[Records]
########################################
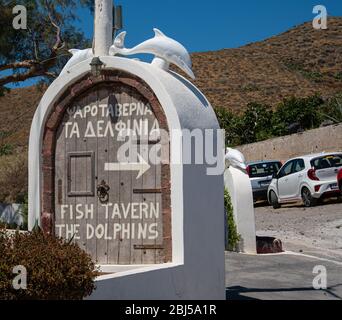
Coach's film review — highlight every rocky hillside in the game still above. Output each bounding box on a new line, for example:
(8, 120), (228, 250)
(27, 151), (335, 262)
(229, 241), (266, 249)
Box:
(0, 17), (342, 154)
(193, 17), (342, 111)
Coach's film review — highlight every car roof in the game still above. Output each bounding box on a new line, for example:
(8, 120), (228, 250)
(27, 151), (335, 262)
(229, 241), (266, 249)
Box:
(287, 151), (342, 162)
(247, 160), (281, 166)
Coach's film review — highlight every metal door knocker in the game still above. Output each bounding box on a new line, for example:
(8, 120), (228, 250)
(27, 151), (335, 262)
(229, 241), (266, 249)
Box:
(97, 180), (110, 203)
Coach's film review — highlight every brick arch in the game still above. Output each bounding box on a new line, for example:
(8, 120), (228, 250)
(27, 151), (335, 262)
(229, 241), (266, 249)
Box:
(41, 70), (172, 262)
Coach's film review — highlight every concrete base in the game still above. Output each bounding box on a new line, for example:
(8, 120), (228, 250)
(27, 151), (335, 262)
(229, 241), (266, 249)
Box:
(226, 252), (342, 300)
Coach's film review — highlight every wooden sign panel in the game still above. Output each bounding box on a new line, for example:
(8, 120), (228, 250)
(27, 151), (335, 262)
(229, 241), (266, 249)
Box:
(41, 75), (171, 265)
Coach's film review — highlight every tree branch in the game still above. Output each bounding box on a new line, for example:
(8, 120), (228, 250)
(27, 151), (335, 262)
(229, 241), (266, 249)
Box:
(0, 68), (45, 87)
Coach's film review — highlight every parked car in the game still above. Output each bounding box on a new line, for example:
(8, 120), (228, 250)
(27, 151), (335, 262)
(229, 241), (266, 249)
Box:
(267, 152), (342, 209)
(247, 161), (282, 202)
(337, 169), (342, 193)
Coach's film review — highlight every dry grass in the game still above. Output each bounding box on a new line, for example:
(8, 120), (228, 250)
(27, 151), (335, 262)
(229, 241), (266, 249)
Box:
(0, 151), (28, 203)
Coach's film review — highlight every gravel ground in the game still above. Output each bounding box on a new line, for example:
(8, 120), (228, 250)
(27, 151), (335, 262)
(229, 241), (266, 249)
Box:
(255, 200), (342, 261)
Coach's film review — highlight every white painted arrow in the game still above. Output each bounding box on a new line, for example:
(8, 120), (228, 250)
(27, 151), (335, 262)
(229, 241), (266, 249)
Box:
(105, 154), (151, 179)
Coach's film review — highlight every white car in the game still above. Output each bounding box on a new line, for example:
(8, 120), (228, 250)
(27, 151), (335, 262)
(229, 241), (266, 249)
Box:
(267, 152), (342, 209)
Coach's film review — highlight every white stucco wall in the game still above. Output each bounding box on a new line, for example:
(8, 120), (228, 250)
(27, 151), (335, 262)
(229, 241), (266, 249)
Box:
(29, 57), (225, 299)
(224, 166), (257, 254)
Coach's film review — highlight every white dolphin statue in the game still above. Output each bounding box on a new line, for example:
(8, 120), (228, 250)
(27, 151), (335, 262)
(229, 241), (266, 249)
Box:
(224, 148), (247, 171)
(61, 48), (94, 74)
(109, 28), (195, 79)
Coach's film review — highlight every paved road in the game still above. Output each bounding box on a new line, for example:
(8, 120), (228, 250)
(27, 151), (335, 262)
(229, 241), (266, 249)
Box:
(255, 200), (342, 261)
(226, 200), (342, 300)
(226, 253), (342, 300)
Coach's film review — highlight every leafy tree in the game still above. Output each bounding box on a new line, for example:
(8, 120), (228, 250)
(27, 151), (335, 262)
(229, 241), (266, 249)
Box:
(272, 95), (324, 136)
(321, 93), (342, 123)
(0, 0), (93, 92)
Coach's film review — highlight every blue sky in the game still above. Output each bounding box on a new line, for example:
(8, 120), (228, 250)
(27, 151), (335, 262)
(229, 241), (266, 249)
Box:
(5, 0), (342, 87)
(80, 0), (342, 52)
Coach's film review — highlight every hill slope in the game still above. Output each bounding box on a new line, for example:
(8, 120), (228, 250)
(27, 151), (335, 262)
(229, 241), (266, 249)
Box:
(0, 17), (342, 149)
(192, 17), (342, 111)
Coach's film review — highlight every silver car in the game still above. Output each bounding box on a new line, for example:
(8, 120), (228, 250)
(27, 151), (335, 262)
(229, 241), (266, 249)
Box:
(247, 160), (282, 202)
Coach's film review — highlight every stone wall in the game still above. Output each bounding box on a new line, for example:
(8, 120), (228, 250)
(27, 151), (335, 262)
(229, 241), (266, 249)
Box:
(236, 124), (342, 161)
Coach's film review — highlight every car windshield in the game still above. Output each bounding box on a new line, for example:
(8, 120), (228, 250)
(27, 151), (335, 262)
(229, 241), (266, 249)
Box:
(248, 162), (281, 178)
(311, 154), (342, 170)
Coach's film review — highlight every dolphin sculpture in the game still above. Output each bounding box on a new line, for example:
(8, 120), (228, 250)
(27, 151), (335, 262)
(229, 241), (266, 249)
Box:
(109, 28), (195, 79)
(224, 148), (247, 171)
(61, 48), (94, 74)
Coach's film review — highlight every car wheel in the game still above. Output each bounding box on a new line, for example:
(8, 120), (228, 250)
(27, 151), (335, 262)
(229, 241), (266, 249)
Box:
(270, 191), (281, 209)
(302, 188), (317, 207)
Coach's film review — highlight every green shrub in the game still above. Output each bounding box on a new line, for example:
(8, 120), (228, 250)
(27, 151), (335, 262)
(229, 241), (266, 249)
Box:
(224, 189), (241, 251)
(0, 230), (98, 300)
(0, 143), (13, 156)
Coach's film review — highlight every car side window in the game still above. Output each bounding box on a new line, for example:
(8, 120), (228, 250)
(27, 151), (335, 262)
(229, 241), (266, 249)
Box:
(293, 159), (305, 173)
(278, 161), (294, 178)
########################################
> **TASK STATEMENT**:
Rewrite the lines starting with the one containing "Coach's film review — highlight every white car" and going on through the one containing "(224, 166), (257, 254)", including both. Offset every coordinate in the answer boxes by 3, and leave the requests and their sample coordinates as they are.

> **REPLY**:
Coach's film review — highlight every white car in the game still above. Output each bounding box on a new line, for example:
(8, 120), (228, 250)
(27, 151), (335, 262)
(229, 241), (266, 249)
Box:
(270, 155), (345, 212)
Coach's film review — highlight every white stucco wall in the game still above. Output each bounding box on a new line, for example:
(8, 120), (228, 250)
(27, 151), (335, 262)
(229, 241), (266, 249)
Box:
(32, 60), (228, 302)
(227, 169), (260, 257)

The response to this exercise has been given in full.